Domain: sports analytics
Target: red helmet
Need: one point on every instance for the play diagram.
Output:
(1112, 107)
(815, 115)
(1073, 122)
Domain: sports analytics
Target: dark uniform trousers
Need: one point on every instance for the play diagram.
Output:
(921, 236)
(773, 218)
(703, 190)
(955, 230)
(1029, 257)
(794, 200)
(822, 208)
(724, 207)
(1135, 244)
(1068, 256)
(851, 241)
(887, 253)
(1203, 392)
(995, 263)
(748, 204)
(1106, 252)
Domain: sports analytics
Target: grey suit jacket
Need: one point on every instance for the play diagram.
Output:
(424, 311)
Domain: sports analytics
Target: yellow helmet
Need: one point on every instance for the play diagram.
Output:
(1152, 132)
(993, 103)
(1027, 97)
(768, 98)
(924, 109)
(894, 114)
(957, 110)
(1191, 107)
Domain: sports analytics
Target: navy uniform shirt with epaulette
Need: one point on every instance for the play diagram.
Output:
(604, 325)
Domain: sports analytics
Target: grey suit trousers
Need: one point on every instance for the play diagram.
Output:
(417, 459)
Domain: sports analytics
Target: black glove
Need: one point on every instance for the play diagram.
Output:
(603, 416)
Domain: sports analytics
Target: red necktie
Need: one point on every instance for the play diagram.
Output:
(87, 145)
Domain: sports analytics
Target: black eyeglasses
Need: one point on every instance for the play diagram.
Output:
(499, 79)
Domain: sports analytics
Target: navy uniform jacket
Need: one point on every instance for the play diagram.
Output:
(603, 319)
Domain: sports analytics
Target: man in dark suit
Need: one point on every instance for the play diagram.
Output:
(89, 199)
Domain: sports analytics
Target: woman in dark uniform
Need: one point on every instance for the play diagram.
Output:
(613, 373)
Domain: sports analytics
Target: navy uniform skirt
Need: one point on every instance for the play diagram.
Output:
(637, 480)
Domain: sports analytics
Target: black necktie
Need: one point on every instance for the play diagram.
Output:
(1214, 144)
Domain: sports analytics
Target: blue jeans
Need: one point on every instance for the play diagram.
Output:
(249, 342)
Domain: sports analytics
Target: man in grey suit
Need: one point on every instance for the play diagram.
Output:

:: Work to be completed ::
Switch "red helmet" to "white helmet" in the stretch from the start of the records through the line containing "(1073, 122)", and write out that stretch with nothing else changed.

:: Response to this exercise ::
Domain: sports analytics
Target: white helmet
Need: one point on every instance for the play diagram.
Output:
(1112, 107)
(815, 115)
(1073, 122)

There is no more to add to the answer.